_Set exercise_
Write out every one of the entries below word for word, keeping each line as it stands.
**********
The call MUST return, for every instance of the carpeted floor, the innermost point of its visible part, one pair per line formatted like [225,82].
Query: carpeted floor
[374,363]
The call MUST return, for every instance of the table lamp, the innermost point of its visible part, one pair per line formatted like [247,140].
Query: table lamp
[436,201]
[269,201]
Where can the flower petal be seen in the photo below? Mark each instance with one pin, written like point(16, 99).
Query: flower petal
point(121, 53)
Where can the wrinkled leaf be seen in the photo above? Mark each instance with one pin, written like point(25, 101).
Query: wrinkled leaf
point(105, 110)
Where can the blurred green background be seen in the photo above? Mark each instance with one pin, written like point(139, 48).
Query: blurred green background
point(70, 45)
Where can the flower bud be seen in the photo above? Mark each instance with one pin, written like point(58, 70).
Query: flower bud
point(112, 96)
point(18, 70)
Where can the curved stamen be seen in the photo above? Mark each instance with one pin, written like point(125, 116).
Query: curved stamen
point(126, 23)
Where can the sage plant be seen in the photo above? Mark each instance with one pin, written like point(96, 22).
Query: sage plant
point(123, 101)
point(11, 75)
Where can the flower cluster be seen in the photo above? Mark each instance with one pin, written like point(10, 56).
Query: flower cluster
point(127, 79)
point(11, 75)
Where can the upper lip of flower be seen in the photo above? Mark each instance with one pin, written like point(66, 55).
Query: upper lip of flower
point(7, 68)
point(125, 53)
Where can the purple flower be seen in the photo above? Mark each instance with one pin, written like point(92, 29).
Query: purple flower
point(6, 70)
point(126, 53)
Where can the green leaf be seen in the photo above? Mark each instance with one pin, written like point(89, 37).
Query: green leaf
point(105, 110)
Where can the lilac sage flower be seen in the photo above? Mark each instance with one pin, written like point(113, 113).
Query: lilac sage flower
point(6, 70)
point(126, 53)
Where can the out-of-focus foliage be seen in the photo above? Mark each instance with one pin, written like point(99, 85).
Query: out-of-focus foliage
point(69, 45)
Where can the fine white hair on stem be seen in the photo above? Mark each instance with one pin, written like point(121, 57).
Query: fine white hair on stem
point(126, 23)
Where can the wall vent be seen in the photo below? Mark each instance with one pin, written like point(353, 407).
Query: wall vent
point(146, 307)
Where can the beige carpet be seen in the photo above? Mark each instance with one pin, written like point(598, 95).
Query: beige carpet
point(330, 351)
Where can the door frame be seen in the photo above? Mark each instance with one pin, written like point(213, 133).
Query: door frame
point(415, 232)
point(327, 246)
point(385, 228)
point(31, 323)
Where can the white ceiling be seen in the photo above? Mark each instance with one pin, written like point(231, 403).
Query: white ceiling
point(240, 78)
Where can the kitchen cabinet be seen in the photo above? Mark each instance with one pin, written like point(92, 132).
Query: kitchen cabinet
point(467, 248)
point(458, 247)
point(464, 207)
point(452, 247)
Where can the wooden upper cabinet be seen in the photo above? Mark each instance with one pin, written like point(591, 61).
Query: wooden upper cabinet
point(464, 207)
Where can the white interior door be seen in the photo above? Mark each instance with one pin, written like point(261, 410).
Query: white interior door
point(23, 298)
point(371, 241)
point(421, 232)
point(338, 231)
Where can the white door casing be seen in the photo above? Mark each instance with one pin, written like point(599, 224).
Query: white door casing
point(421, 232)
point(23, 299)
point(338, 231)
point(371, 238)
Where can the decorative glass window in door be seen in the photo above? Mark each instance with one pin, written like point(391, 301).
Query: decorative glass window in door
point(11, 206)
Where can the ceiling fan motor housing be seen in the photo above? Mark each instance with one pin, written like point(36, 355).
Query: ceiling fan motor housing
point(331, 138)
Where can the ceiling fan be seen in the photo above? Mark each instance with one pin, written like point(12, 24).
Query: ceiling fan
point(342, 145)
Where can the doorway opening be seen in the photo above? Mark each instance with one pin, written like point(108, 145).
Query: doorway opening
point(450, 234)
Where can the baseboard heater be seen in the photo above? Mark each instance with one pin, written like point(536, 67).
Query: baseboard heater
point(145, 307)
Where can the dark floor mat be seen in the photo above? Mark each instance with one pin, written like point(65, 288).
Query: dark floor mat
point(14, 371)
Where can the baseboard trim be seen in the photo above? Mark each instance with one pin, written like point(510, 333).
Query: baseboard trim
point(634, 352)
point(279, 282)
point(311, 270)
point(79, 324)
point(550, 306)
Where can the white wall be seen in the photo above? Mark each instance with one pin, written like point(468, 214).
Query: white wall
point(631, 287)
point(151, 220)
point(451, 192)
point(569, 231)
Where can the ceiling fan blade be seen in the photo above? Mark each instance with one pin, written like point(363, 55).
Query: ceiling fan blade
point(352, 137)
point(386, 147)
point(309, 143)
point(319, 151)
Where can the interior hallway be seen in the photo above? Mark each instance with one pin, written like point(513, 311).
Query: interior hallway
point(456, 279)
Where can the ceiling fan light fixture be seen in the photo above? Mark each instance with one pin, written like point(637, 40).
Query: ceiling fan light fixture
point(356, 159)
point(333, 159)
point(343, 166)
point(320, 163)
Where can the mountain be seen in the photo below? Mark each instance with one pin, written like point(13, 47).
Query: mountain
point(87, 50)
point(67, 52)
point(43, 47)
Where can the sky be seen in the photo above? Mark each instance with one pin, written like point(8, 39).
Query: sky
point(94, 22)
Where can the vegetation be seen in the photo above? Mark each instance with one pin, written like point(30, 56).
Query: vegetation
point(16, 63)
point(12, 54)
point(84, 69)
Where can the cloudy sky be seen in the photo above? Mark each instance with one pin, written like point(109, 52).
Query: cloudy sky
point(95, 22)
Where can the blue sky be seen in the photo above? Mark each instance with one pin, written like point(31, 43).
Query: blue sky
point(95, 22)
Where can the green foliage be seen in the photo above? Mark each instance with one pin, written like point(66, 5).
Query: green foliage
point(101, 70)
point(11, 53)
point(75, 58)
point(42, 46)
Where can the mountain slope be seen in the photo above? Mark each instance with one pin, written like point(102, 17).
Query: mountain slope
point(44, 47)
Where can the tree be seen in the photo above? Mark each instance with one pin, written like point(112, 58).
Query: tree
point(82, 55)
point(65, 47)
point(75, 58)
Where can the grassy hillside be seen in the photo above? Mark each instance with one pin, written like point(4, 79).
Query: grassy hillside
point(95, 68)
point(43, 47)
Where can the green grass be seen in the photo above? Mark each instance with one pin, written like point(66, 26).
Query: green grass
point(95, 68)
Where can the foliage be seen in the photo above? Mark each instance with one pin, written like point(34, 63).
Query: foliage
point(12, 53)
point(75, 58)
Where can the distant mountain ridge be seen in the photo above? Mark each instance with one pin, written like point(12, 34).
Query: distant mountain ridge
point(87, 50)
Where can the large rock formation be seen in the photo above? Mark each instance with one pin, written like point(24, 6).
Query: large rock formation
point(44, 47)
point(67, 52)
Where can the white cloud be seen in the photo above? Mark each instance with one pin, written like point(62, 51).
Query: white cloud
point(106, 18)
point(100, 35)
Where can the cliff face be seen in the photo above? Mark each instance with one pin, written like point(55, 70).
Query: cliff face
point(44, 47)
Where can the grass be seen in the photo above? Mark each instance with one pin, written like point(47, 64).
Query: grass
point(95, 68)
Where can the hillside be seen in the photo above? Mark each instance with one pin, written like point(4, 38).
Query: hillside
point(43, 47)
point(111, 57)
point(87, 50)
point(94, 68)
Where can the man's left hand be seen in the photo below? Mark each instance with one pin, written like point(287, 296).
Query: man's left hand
**********
_Answer to this exercise_
The call MUST return, for every instance of the carpeted floor, the innermost point of its visible part, one pair per line formatted like [225,82].
Query: carpeted floor
[374,363]
The call MUST return, for every instance of the table lamp, the innermost point of its visible part, one pair per line formatted like [247,140].
Query: table lamp
[436,201]
[269,201]
Where can the flower petal be seen in the photo below? Mark each instance with one pin, written like point(16, 99).
Query: flower petal
point(121, 53)
Where can the wrinkled leaf be seen in the photo above? Mark each instance with one pin, written like point(25, 101).
Query: wrinkled leaf
point(105, 110)
Where can the blurred green background be seen in the photo above? Mark each instance with one pin, written like point(139, 48).
Query: blurred green background
point(70, 45)
Where can the flower bud be seen in the photo above? Mark each instance with one pin, written like point(58, 70).
Query: flower bud
point(112, 96)
point(18, 70)
Where can the curved stamen be seen in the photo above? Mark each instance with one pin, written like point(125, 116).
Query: curved stamen
point(126, 23)
Where can the sage plant be seen in the photo above? Mark each instance with one pin, written like point(96, 22).
Query: sage plant
point(123, 101)
point(11, 75)
Where can the flower cluster be seen in the photo above? Mark each instance with one pin, written like point(10, 56).
Query: flower cluster
point(127, 79)
point(11, 75)
Where can the upper lip of flower be seen in the photo above? Mark each instance with one pin, written like point(66, 55).
Query: upper lip of flower
point(7, 68)
point(125, 53)
Where can the purple flower be seen in the photo above? Mark each instance with one pin, written like point(92, 29).
Query: purple flower
point(6, 70)
point(126, 53)
Where can the green leaf be seen in the photo above? Mark each instance with one pin, written like point(89, 37).
Query: green leaf
point(105, 110)
Where can the lilac sage flower be seen in the photo above? Mark each instance with one pin, written like point(113, 113).
Query: lilac sage flower
point(6, 70)
point(126, 53)
Where can the out-of-focus foliage be seen in the photo above? Mark each instance with one pin, written like point(99, 85).
Query: out-of-focus foliage
point(69, 45)
Where can the fine white hair on stem be seen in the photo above? Mark each instance with one pin, written like point(121, 57).
Query: fine white hair on stem
point(126, 23)
Where can the wall vent be seen in the photo below? Mark each instance with one pin, written like point(353, 407).
Query: wall vent
point(146, 307)
Where can the beige carpet be seen in the photo above? Mark each instance with one pin, written like point(598, 95).
Query: beige carpet
point(330, 351)
Where can the door frame be seen in the photo above? Mark each instance with one pin, written like point(213, 133).
Query: door frame
point(415, 232)
point(327, 246)
point(385, 228)
point(31, 323)
Where can the white ceiling be seen in the photo above? Mark each instance with one pin, written like point(231, 403).
Query: white ceiling
point(240, 78)
Where can the kitchen cabinet be seen in the photo above? Mark each instance with one pin, written like point(92, 132).
Query: kitchen cabinet
point(467, 248)
point(458, 247)
point(464, 207)
point(452, 247)
Where can the wooden upper cabinet be seen in the photo above? Mark each instance with one pin, written like point(591, 61).
Query: wooden upper cabinet
point(464, 207)
Where can the white interior door be seen in the photo above? Mark each instance with one pin, written like point(261, 410).
Query: white interior door
point(23, 298)
point(371, 241)
point(421, 232)
point(338, 231)
Where can the white door casing be seen in the photo above? Mark each instance with one pin, written like point(599, 224).
Query: white door casing
point(421, 232)
point(23, 299)
point(338, 231)
point(371, 238)
Where can the decorative glass window in door be seen in the photo above? Mark each instance with one pin, written like point(391, 301).
Query: decorative glass window in door
point(11, 206)
Where can the ceiling fan motor housing be seen in the photo above? Mark each instance with one pin, written like point(36, 355).
Query: ceiling fan motor housing
point(331, 138)
Where can the ceiling fan be seen in the photo above? Mark each instance with one pin, written like point(12, 24).
Query: ceiling fan
point(342, 145)
Where can the doorway opening be seen in the photo above? Mark each instance with one pin, written like point(108, 145).
Query: doorway opening
point(450, 234)
Where can the baseboard heater be seen in the photo above? Mark each instance with one pin, written like point(536, 67).
Query: baseboard heater
point(145, 307)
Where can the dark floor mat be seen in the photo above? Mark each instance with one pin, written like point(65, 288).
Query: dark floor mat
point(14, 371)
Where can the baseboard trim be seen in the photo above? Mark each instance with one pin, written like point(510, 333).
Query: baseboard trim
point(634, 352)
point(279, 282)
point(311, 270)
point(79, 324)
point(550, 306)
Where can the white wall be seen in the photo above? Mark each instance with one pin, written like point(468, 214).
Query: white wall
point(631, 287)
point(151, 220)
point(451, 192)
point(569, 231)
Where can the ceiling fan blade be seen in the photo above? Mark each instance with one pin, written like point(363, 55).
Query: ceiling fan blade
point(352, 137)
point(386, 147)
point(309, 143)
point(319, 151)
Where can the interior hallway be seen in the photo above? Mark each instance with one pin, written like point(513, 311).
Query: interior hallway
point(456, 279)
Where can the ceiling fan light fixture be seen in the photo above? Mark each instance with one pin, written like point(637, 40).
Query: ceiling fan light fixture
point(356, 159)
point(333, 159)
point(343, 166)
point(320, 163)
Where can the mountain be seen in the photo below? Mark each instance with one pin, written like point(13, 47).
Query: mountain
point(87, 50)
point(67, 52)
point(43, 47)
Where can the sky be seen in the photo above? Mark each instance with one pin, written like point(8, 39).
Query: sky
point(94, 22)
Where can the vegetation be seen in the photo above? Mark each instance with one pin, written like point(30, 56).
Query: vegetation
point(16, 63)
point(12, 54)
point(84, 69)
Where can the cloudy sky be seen in the photo above? Mark each instance with one pin, written like point(109, 52).
Query: cloudy sky
point(95, 22)
Where can the blue sky be seen in the photo above? Mark each instance with one pin, written like point(31, 43).
Query: blue sky
point(95, 22)
Where can the green foliage be seen in the photo above? Mark each instance with one pin, written like point(66, 5).
Query: green foliage
point(101, 70)
point(11, 53)
point(75, 58)
point(42, 46)
Where can the mountain slope be seen in the photo above? Mark each instance with one pin, written like point(102, 17).
Query: mountain slope
point(44, 47)
Where can the tree be seen in the photo above? Mark each instance with one pin, written like point(112, 58).
Query: tree
point(82, 55)
point(65, 47)
point(75, 58)
Where can the grassy hillside be seen in the photo above? Mark each instance with one pin, written like point(4, 79).
Query: grassy hillside
point(95, 68)
point(43, 47)
Where can the green grass be seen in the photo above? Mark each instance with one pin, written like point(66, 26).
Query: green grass
point(95, 68)
Where can the foliage be seen in the photo above? Mark each instance with one pin, written like point(34, 63).
Query: foliage
point(12, 53)
point(75, 58)
Where can the distant mountain ridge be seen in the photo above? Mark each instance with one pin, written like point(12, 34).
Query: distant mountain ridge
point(87, 50)
Where can the large rock formation be seen in the photo above? Mark each instance with one pin, written like point(24, 6).
Query: large rock formation
point(44, 47)
point(67, 52)
Where can the white cloud be seen in the photo above? Mark each instance with one pin, written like point(62, 51).
Query: white cloud
point(106, 18)
point(100, 35)
Where can the cliff face be seen in the photo above? Mark each instance with one pin, written like point(55, 70).
Query: cliff face
point(44, 47)
Where can the grass be seen in the photo above? Mark each instance with one pin, written like point(47, 64).
Query: grass
point(95, 68)
Where can the hillside be seen in the photo above? Mark each instance with one pin, written like point(4, 38).
Query: hillside
point(43, 47)
point(111, 57)
point(87, 50)
point(94, 68)
Where can the man's left hand be seen in the photo below? Mark each instance with one pin, written like point(287, 296).
Query: man's left hand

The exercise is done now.